*SUPPLIED PASSAGE*:
++++++++

What Type of Activities Are There During Music Therapy?

Music therapy doesn’t just consist of the patient listening to music, it encourages patients to fully immerse themselves in the experience. Examples of music therapy include:

  • Listening to music
  • Playing a musical instrument
  • Creating music
  • Discussing lyrics
  • Exercising/dancing to music
  • Singing

What Are the Benefits of Music Therapy for Brain Injury Patients?

Music Helps With Communication

Many people who suffer from brain trauma might struggle with communication after their injury. The trauma can sometimes mean they lose the ability to speak or have speech difficulty, speech impairment, or cognitive-communication problems.

There are two types of conditions involved with speech:

  • Aphasia – where the patient has a problem speaking or understanding speech.
  • Apraxia – where the patient has trouble putting together the right muscle movements to produce speech.

In some cases, aphasia patients can sing but might not be able to talk. This is because there are different areas of the brain that focus on speech. The left hemisphere of the brain is what focuses on delivering speech, and the right hemisphere of the brain is what focuses on music and singing.

Singing can help the traumatic brain injury (TBI) patient to practise pronunciation, articulation, and projection of words whilst helping to recall vocabulary. When a patient is singing as part of their music therapy, they focus on breath control speech timing to help improve their general talking.

Music Improves Mobility

Some patients who experience brain trauma will struggle with mobility, sometimes leaving them unable to walk. In most cases, the patient’s mobility will be slow and off-balance.

When we listen to music, one of the parts of the brain that is stimulated is linked to physical movement. For TBI patients, music might stimulate movements such as tapping their feet or nodding their heads. If patients have greater mobility, they might be able to dance or exercise to music as part of their session.

Music Helps with Mental Health

Those who have suffered from a serious brain injury may struggle to come to terms with their injuries. If a patient has lost their speech or movement in their body, it can be tough to cope with both mentally and physically.

Whether they choose to listen to music or get involved with other aspects such as creating music, music can be used as a coping mechanism for patients. It relaxes the brain and lifts people’s moods, helping patients to zone out and fully focus on the music.

++++++++

*DATA PROVIDED*:
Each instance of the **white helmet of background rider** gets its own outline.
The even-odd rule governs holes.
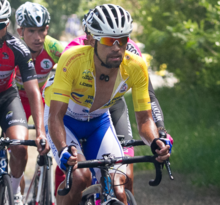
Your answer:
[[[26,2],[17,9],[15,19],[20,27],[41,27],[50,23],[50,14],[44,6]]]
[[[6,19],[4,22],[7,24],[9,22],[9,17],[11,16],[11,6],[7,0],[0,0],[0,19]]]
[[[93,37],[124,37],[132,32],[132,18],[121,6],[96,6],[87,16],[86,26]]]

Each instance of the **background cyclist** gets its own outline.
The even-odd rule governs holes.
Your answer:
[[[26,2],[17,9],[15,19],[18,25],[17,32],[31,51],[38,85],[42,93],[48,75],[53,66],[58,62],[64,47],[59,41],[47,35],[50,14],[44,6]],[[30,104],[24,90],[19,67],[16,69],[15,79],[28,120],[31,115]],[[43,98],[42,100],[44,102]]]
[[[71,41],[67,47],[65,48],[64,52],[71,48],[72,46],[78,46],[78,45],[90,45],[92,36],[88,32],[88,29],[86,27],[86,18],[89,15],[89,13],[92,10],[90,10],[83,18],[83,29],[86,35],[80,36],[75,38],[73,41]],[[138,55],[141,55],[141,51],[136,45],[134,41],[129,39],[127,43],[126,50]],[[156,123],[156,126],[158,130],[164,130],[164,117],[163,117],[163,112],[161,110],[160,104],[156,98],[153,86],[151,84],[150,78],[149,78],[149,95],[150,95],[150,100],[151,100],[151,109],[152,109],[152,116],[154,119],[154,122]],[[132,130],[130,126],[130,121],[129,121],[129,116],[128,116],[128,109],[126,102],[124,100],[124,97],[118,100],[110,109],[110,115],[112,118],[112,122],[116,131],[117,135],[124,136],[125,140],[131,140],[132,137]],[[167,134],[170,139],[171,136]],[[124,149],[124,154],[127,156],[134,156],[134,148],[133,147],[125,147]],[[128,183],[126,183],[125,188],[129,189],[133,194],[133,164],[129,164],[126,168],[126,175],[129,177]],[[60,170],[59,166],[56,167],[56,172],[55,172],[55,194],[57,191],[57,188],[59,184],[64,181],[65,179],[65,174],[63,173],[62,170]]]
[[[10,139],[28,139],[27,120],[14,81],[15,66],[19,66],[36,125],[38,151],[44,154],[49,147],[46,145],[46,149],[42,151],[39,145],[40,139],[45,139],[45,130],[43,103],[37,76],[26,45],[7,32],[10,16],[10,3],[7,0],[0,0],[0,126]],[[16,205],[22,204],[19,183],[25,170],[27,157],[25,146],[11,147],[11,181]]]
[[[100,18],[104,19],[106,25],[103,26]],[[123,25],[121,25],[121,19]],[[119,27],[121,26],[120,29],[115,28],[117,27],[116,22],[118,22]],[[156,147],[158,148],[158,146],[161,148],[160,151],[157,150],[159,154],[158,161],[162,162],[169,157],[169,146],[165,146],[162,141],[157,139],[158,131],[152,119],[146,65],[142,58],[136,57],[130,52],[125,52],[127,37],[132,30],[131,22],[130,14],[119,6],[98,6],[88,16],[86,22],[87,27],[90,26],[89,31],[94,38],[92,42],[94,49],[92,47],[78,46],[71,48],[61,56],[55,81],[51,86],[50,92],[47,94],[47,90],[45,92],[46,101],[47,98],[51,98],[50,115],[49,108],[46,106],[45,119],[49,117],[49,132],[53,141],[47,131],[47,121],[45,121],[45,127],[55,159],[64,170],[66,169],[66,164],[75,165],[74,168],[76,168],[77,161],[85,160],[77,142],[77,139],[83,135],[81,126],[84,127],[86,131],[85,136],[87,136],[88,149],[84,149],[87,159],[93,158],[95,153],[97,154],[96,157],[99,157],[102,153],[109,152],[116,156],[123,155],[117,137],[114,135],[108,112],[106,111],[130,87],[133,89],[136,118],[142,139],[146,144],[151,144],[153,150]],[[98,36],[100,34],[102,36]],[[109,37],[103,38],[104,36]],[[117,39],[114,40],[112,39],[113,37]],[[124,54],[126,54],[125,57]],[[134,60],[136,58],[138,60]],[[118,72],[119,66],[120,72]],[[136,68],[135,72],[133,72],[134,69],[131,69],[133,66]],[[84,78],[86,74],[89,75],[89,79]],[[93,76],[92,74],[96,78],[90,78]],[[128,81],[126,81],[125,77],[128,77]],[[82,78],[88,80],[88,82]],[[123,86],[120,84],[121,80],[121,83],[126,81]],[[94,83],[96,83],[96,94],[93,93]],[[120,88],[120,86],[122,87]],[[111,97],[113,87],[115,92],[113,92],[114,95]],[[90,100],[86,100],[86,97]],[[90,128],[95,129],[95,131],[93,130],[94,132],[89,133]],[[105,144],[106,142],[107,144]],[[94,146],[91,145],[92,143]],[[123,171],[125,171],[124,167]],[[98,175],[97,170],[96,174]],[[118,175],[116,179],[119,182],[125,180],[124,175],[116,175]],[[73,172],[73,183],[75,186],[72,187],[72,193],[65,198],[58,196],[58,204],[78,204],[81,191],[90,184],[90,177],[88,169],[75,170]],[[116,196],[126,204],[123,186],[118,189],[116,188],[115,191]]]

++++++++

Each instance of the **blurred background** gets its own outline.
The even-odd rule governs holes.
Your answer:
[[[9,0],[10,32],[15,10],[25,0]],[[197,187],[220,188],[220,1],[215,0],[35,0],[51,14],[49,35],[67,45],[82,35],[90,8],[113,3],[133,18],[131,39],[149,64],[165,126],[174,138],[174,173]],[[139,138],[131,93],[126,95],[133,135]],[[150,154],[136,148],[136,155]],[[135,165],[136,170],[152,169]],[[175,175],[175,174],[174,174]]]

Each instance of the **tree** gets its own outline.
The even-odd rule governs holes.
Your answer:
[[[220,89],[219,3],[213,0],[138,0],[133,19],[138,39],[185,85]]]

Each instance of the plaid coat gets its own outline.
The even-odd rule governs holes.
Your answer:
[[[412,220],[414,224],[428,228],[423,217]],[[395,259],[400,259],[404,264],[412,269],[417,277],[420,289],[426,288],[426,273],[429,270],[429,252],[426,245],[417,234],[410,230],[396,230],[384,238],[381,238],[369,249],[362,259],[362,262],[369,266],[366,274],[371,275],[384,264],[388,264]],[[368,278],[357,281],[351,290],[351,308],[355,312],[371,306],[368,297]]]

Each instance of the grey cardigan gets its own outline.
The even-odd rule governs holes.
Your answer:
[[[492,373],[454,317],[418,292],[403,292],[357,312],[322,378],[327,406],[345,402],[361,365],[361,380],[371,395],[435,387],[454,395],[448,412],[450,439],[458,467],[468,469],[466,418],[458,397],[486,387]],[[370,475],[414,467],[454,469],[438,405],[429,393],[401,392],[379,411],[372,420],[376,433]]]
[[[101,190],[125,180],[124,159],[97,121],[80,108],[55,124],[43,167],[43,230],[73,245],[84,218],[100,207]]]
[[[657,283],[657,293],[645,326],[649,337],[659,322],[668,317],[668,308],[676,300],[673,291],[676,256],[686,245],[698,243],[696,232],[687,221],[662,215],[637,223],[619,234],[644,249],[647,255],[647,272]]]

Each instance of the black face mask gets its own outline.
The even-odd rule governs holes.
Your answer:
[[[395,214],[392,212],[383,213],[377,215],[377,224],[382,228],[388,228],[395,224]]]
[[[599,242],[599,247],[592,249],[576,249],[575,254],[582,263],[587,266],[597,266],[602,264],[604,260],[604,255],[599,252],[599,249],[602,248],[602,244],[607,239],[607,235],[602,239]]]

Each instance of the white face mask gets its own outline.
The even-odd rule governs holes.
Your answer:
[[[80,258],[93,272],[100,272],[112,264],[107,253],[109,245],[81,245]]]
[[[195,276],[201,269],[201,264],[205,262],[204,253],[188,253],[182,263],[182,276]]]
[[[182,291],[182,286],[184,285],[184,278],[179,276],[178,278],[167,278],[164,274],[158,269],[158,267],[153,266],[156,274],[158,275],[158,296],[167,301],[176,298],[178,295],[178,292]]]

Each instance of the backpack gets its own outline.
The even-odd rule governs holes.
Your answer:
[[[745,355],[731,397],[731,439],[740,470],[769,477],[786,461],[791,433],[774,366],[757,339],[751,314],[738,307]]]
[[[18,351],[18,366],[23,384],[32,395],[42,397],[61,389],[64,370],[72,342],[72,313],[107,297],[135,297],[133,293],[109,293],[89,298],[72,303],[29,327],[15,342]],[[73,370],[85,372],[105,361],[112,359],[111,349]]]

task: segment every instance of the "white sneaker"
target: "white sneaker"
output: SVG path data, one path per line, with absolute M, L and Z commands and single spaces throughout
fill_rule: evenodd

++++++++

*TASK ITEM A*:
Rewrite the paragraph of the music therapy article that begins "In some cases, aphasia patients can sing" so that it is shorter, keeping its main facts.
*TASK ITEM B*:
Carry on the music therapy article from where it stops.

*ANSWER AREA A*:
Some aphasia patients who can't talk can still sing. This is because speech and music rely on different sides of the brain: the left hemisphere handles speech, and the right handles music and singing.

*ANSWER AREA B*:
Music Improves Cognitive Skills

Memory Skills

When a person suffers from a brain injury, it is common that the trauma can affect their cognitive skills, such as memory. Although it’s not certain that music will help a patient to fully restore memories from their past, it can help some patients to recall certain memories by listening to songs that are familiar to their past.

Concentration Skills

Music therapy can also help with concentration skills. Patients who play musical instruments during a session will have to pay close attention to learn, meaning their minds will be solely focused on the instrument and the lesson at hand. Similarly, when writing or talking about the music, individual’s will need to concentrate on the lyrics or the rhythm.

Music Therapy Can Work Wonders

Music therapy can be an incredible treatment for those with traumatic brain injuries and there is substantial evidence to prove music’s ability to activate several aspects of the brain.

If you’re considering music therapy, make sure to do some background research first to find out whether it’s the treatment for you. Ask around for the best therapists and don’t rush into anything you’re not sure about.

Treatment might not work for everyone, but it’s definitely worth exploring if you’re struggling mentally or physically.  Ultimately, be open to the idea as a form of rehabilitation for your mind and body.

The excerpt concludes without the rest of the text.